### ACTION ITEM
Only the lines from the one bearing "the white sideboard." through the end of the entries should be output, exactly as they stand, and pictures should be skipped.
[[ WORKING DATA open ]]
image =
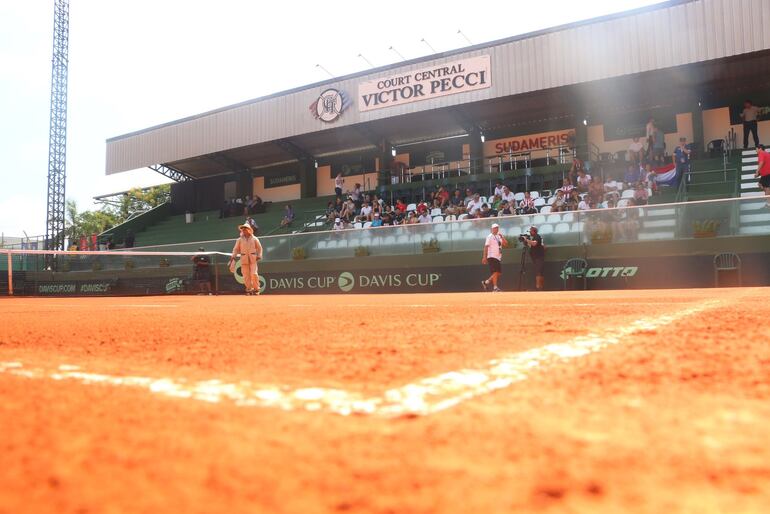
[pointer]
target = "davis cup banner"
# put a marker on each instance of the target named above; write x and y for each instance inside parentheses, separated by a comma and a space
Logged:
(439, 80)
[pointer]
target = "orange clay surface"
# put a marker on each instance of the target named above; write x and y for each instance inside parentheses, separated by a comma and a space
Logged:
(669, 419)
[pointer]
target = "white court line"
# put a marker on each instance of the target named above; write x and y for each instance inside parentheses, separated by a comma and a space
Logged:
(423, 397)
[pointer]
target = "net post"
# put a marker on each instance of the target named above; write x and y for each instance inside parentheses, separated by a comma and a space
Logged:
(10, 274)
(216, 275)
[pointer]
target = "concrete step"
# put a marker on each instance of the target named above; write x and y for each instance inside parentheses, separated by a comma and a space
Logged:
(751, 231)
(653, 236)
(763, 217)
(659, 223)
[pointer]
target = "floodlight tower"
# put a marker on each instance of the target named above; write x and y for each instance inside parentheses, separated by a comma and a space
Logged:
(57, 134)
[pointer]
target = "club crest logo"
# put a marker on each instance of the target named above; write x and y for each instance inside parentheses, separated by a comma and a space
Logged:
(330, 105)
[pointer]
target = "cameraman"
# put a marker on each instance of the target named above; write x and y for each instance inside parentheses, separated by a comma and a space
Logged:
(537, 254)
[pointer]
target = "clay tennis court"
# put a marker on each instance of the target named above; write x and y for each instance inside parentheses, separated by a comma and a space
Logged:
(632, 401)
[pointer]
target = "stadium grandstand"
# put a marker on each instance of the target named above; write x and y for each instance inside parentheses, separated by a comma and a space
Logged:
(639, 113)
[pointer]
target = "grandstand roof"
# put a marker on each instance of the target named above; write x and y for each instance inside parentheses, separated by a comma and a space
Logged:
(550, 74)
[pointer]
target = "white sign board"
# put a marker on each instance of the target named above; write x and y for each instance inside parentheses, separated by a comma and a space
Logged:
(440, 80)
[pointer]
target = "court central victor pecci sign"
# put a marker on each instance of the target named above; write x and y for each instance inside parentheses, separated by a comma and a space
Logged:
(439, 80)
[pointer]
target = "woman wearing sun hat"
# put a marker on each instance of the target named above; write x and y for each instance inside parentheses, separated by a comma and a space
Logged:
(250, 250)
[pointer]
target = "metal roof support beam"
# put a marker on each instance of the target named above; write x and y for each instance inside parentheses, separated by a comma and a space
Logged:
(294, 150)
(173, 174)
(228, 162)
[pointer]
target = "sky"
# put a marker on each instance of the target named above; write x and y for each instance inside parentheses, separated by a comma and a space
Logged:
(145, 62)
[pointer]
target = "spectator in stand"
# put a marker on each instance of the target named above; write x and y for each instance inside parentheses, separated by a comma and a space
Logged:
(365, 214)
(583, 181)
(566, 187)
(457, 199)
(499, 187)
(527, 205)
(635, 150)
(574, 170)
(339, 183)
(633, 175)
(472, 208)
(348, 213)
(253, 224)
(508, 195)
(649, 136)
(506, 209)
(749, 116)
(641, 196)
(681, 158)
(288, 216)
(559, 204)
(571, 201)
(658, 146)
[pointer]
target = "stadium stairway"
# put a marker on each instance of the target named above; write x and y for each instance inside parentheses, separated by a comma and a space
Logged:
(755, 217)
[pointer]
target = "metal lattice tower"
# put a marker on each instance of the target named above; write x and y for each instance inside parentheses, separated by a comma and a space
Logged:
(57, 136)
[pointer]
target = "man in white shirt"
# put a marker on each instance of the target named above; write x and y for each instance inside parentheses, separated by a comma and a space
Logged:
(424, 218)
(474, 205)
(508, 195)
(635, 151)
(493, 255)
(749, 115)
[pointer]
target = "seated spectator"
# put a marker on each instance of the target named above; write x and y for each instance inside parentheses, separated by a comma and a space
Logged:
(583, 181)
(559, 203)
(365, 214)
(641, 196)
(457, 199)
(288, 216)
(506, 209)
(473, 206)
(508, 195)
(571, 201)
(499, 187)
(633, 175)
(253, 224)
(527, 205)
(566, 187)
(635, 151)
(574, 170)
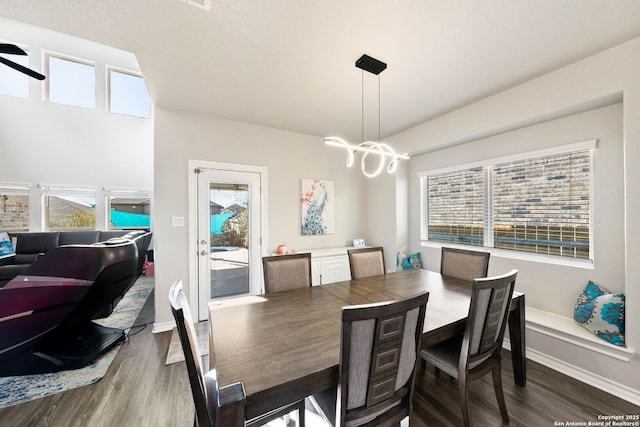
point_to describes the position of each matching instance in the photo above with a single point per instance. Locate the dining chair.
(378, 357)
(366, 262)
(464, 264)
(284, 272)
(207, 395)
(477, 351)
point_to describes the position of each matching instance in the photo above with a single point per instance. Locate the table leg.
(518, 342)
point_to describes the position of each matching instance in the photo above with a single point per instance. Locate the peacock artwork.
(317, 207)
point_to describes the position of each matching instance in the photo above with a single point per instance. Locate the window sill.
(565, 329)
(523, 256)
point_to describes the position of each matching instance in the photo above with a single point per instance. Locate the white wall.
(289, 157)
(566, 282)
(44, 143)
(592, 82)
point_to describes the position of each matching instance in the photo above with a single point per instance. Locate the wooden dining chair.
(366, 262)
(464, 264)
(208, 397)
(378, 358)
(284, 272)
(477, 352)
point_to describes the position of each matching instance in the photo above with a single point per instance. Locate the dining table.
(285, 346)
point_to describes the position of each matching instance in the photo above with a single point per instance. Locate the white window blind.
(543, 204)
(456, 207)
(539, 203)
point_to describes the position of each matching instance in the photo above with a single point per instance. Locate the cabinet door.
(335, 269)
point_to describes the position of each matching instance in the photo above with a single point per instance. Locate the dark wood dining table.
(285, 346)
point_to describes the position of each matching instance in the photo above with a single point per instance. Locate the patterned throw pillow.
(412, 262)
(6, 248)
(601, 312)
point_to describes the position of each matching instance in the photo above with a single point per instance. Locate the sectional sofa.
(30, 246)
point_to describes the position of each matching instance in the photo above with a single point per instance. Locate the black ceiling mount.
(12, 49)
(370, 64)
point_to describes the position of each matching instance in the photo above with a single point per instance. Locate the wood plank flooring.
(139, 390)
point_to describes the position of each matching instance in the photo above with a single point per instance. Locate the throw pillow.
(412, 262)
(6, 248)
(602, 313)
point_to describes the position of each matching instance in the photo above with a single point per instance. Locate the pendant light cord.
(362, 106)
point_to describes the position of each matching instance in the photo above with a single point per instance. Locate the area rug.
(175, 354)
(19, 389)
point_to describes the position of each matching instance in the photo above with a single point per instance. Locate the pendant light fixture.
(381, 149)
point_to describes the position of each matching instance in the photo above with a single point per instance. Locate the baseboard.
(597, 381)
(163, 327)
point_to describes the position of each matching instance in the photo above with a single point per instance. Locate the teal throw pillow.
(6, 248)
(601, 312)
(412, 262)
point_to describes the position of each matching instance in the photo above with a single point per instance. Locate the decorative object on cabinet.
(317, 207)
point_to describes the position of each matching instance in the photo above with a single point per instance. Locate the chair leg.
(496, 373)
(463, 390)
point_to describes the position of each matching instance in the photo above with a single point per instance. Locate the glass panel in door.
(229, 234)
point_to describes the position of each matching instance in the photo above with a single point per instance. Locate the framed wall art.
(317, 207)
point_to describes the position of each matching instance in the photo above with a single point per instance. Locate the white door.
(229, 235)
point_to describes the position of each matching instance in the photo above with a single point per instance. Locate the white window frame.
(124, 193)
(111, 69)
(47, 55)
(61, 191)
(20, 189)
(488, 240)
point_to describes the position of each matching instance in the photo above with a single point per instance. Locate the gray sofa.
(29, 246)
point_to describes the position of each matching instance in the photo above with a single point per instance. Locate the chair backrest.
(284, 272)
(378, 358)
(488, 315)
(366, 262)
(464, 264)
(205, 412)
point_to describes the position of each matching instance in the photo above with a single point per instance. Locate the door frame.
(192, 165)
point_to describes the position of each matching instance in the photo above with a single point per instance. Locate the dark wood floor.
(139, 390)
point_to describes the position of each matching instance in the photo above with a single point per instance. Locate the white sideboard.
(329, 265)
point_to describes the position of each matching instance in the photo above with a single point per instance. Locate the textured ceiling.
(289, 64)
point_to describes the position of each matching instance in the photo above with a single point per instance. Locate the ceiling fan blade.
(11, 49)
(22, 69)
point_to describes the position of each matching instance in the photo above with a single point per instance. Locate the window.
(67, 208)
(128, 209)
(14, 207)
(12, 82)
(539, 204)
(128, 94)
(71, 82)
(456, 207)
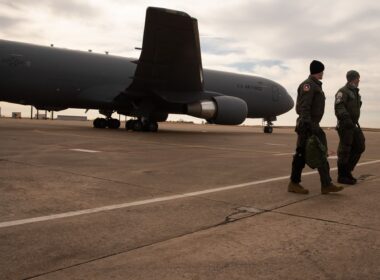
[[ WORKING DATA closed ]]
### SOLUTION
point_to describes the position of each matching instance in the photo above with a single point per instance. Locate the white sideboard.
(329, 265)
point_to describes the position of each matching instance in the photo above with a single point per instance. Locate the textured ceiling.
(289, 64)
point_to describes the position of each matching instance in the photo above with a single point per instance. Locate the ceiling fan blade.
(11, 49)
(22, 69)
point_to describes the position of each matching instance in the photo above with a single point per instance. Locate the window.
(67, 208)
(128, 209)
(14, 207)
(12, 82)
(539, 204)
(128, 94)
(71, 82)
(456, 207)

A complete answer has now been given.